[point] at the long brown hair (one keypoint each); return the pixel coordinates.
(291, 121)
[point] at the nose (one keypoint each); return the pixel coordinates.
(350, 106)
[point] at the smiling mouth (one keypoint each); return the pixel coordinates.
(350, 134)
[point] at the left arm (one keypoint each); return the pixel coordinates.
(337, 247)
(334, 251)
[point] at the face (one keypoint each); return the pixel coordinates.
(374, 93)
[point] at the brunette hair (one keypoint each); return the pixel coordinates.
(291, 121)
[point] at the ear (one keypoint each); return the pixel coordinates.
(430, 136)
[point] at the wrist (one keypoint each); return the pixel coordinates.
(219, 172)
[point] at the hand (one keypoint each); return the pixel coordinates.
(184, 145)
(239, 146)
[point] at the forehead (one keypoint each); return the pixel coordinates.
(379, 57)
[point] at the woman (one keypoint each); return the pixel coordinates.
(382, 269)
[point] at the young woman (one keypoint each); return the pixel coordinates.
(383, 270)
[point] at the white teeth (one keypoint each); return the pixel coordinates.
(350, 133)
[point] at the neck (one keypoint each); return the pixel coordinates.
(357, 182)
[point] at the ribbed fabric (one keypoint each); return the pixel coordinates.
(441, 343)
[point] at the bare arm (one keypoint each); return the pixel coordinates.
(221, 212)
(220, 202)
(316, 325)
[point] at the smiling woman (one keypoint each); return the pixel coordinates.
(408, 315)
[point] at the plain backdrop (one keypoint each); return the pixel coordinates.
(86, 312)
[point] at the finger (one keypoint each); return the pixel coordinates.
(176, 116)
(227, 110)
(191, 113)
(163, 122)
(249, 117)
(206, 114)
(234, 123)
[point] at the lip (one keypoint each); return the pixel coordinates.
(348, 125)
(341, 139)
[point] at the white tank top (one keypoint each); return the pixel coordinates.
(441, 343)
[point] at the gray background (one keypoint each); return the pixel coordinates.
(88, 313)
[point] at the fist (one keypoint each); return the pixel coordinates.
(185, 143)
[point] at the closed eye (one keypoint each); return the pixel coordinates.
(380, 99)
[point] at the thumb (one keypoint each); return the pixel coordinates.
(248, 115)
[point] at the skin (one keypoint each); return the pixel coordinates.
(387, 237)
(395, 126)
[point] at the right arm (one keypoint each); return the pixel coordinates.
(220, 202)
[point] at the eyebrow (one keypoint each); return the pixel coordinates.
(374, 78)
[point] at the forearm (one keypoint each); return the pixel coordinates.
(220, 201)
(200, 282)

• THE TASK:
Rewrite all of the entries above, changing "pixel coordinates" to "image coordinates" wherever it occurs and leaving every other word as it stands.

• RESULT BELOW:
[point] at the long brown hair (one keypoint each); return the image coordinates.
(291, 121)
[point] at the nose (one keypoint each); return the image coordinates.
(350, 106)
[point] at the smiling mouth (one keypoint each); return the image coordinates.
(350, 134)
[point] at the left arm (one keypoint each); return the image coordinates.
(337, 247)
(334, 251)
[point] at the face (one keypoint each); return the image coordinates.
(374, 93)
[point] at the brunette hair (one keypoint each); return the image coordinates.
(291, 121)
[point] at the ear (one keypoint each); return the image coordinates.
(430, 136)
[point] at the wrist (one keypoint each); return the image coordinates.
(219, 172)
[point] at the hand (one keypoint each); return the image coordinates.
(184, 145)
(239, 146)
[point] at the forehead (one keypoint each); return the image coordinates.
(379, 57)
[point] at the woman (one keypoint each); return the image coordinates.
(382, 269)
[point] at the young woman (one keypoint each); return the image coordinates.
(383, 270)
[point] at the white teeth (one keypoint each); return the image coordinates.
(350, 133)
[point] at the neck (one keypoint each); return the image coordinates.
(357, 182)
[point] at the ribbed fabric (one keypoint each); return the image coordinates.
(441, 343)
[point] at the bare arm (one keypoint each); return the image coordinates.
(221, 212)
(220, 202)
(316, 325)
[point] at the smiling woman (one keypoint each); return the image coordinates.
(408, 315)
[point] at the plain backdrop (one keypoint each); return the image coordinates.
(86, 312)
[point] at the finger (one keypoint each); return the image coordinates.
(176, 116)
(227, 110)
(191, 113)
(163, 122)
(249, 117)
(206, 114)
(234, 123)
[point] at the lip (one keypoint each); return the image coordinates.
(348, 125)
(341, 139)
[point] at the white tank top (one keypoint each); return the image coordinates.
(441, 343)
[point] at the gray background (one keypoint each); return the image coordinates.
(88, 313)
[point] at the fist (one keypoint each); return the image coordinates.
(185, 143)
[point] at the closed eye (one keypoint each); return the image coordinates.
(380, 99)
[point] at the thumb (one keypoint each); return the image coordinates.
(248, 115)
[point] at the skin (one keypoint each); return the image coordinates.
(387, 237)
(395, 126)
[point] at the right arm (one keypoint each); return the image coordinates.
(220, 202)
[point] at the eyebrow (one keypoint each); return the image coordinates.
(374, 78)
[point] at the forearm (one keypoint each); return the image coordinates.
(220, 201)
(200, 282)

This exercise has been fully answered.